─── Selected excerpt ───
The lymphocyte count must be monitored during the entire treatment. The best results were seen to occur in patients experiencing a reduction in basal lymphocyte count which was greater or equal to 25%. This reduction takes place within the first six weeks of treatment. The cell count must be made every two weeks from the beginning of treatment.34

Administering the drug is well tolerated by IM as well as IV. Reported adverse effects, such as shivering, colds and sore throat, and reactions at the IM injection site were lesser during the second cycle than the first. When the lymphocyte count falls below 250 cells/ mL opportunistic infections are described, though they are mild and responsive to conventional therapy.34


This drug is a murinic, humanized monoclonal antibody utilized against CD11a, namely subunit alpha of LFA-1. It prevents this chain and thereby avoids activating T cells and their migration to the skin and adhesion to keratinocytes.
───
What you have to do – Please print the section of the drug excerpt above starting with "Administering the drug" and going on through "adhesion to keratinocytes.", word for word.
─── Data provided ───
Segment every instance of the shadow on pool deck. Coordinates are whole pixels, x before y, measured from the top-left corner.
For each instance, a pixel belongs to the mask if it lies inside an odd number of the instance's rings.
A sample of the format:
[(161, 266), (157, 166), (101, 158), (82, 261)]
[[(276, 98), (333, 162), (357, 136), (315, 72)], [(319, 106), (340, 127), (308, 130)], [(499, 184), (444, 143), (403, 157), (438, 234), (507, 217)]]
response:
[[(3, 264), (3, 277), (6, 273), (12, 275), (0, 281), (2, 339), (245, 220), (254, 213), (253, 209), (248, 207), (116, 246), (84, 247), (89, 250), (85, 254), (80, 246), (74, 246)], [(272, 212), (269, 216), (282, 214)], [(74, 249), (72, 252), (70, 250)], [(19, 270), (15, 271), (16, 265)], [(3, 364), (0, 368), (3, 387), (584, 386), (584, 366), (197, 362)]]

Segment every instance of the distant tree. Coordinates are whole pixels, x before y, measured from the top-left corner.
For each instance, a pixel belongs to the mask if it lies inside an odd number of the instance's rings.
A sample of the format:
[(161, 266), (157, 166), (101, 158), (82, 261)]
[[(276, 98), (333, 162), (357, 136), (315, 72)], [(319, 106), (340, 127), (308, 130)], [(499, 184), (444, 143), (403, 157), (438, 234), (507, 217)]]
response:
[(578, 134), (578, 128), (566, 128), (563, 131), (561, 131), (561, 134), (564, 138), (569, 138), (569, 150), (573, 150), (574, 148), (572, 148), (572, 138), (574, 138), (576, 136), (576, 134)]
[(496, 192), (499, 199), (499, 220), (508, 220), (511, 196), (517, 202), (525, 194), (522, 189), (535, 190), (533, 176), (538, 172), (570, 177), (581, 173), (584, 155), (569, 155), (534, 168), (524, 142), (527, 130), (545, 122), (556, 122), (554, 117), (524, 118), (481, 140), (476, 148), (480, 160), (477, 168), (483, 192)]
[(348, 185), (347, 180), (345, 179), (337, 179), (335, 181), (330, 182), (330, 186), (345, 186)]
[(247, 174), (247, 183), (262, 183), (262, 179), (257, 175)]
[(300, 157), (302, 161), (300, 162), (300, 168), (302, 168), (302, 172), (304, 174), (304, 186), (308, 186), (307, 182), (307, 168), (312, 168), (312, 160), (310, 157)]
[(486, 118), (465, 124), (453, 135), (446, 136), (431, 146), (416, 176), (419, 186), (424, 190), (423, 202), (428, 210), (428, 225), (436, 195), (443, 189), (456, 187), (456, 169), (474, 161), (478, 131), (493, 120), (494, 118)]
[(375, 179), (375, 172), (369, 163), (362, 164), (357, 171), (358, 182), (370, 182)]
───
Response to the task –
Administering the drug is well tolerated by IM as well as IV. Reported adverse effects, such as shivering, colds and sore throat, and reactions at the IM injection site were lesser during the second cycle than the first. When the lymphocyte count falls below 250 cells/ mL opportunistic infections are described, though they are mild and responsive to conventional therapy.34


This drug is a murinic, humanized monoclonal antibody utilized against CD11a, namely subunit alpha of LFA-1. It prevents this chain and thereby avoids activating T cells and their migration to the skin and adhesion to keratinocytes.